DOCUMENT EXTRACT:
[BEGIN]
## Text Detection Comparison Notebook
#
### This notebook sets up a comparative evaluation of three text detection models: **CRAFT**, **DBNet**, and **PSENet**. We'll walk through:
#
#### 1.  **Setup & Imports**
#### 2.  **Utility Functions**
#### 3.  **Detector Wrappers**
#### 4.  **Data Loading**
#### 5.  **Inference Loop**
#### 6.  **Evaluation Metrics**
#### 7.  **Visualizations**
#### 8.  **Results & Discussion**
#


In [1]:
import re
log_path = 'DB/concern/log.py'
with open(log_path, 'r', encoding='utf-8') as f:
    lines = f.readlines()
new_lines = []
for line in lines:
    if re.search(r"\bos\.symlink\b", line):
        indent = re.match(r"(\s*)", line).group(1)
        new_lines.append(f"{indent}# os.symlink disabled on Windows\n")
    else:
        new_lines.append(line)
with open(log_path, 'w', encoding='utf-8') as f:
    f.writelines(new_lines)
print("Patched DB/concern/log.py to disable os.symlink calls.")

Patched DB/concern/log.py to disable os.symlink calls.


#### 1. Setup & Imports

Install or clone required repos and import common libraries.
Clone repositories (run once)

In [2]:

import os, subprocess, sys
repos = [
    ('https://github.com/kaoreill/CRAFTModel.git', 'CRAFTModel'),
    ('https://github.com/MhLiao/DB.git', 'DB'),
    ('https://github.com/whai362/PSENet.git', 'PSENet')
]
for url, folder in repos:
    if not os.path.exists(folder):
        subprocess.run(['git', 'clone', url], check=True)



#### Install Python dependencies


In [3]:
# !pip install -r CRAFTModel/requirements.txt 
# !pip install -r DB/requirements.txt
# !pip install -r PSENet/requirements.txt

import os
import cv2
import numpy as np
import pandas as pd
import matplotlib.pyplot as plt
from glob import glob
from PIL import Image
import urllib.request

# Set global paths

data_dir    = 'data'
image_dir   = os.path.join(data_dir, 'imgsForAllPages')
gt_dir      = os.path.join(data_dir, 'annotations')
output_dir  = 'output'
compare_dir = os.path.join(output_dir, 'comparisons')
os.makedirs(output_dir, exist_ok=True)
[END]
DIRECTIVE:
Answer these about the text detection notebook:
(a) Which three text detection models does it compare?
(b) Which file does the first code block patch?
(c) What folder inside the data directory does image_dir point to?

DATASET CONTENT:
[BEGIN]
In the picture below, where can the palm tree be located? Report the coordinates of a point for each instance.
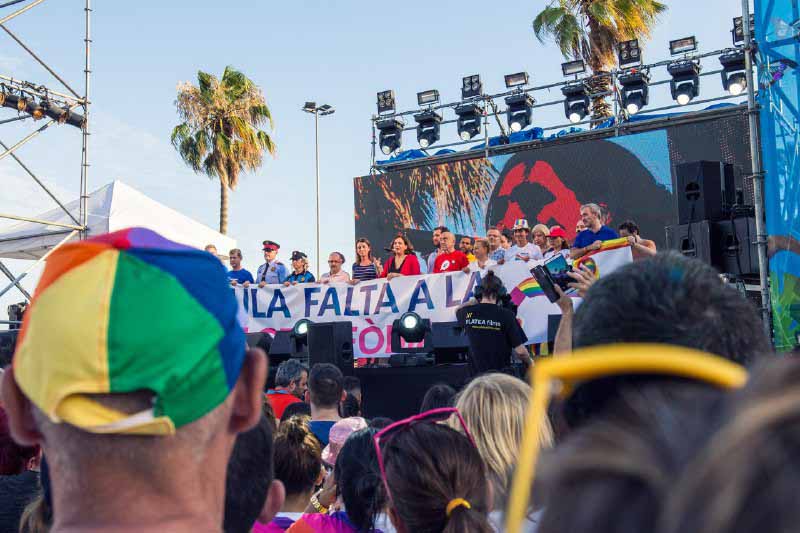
(591, 29)
(220, 135)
[END]
EXPECTED ANSWER:
(a) CRAFT, DBNet, and PSENet
(b) DB/concern/log.py
(c) imgsForAllPages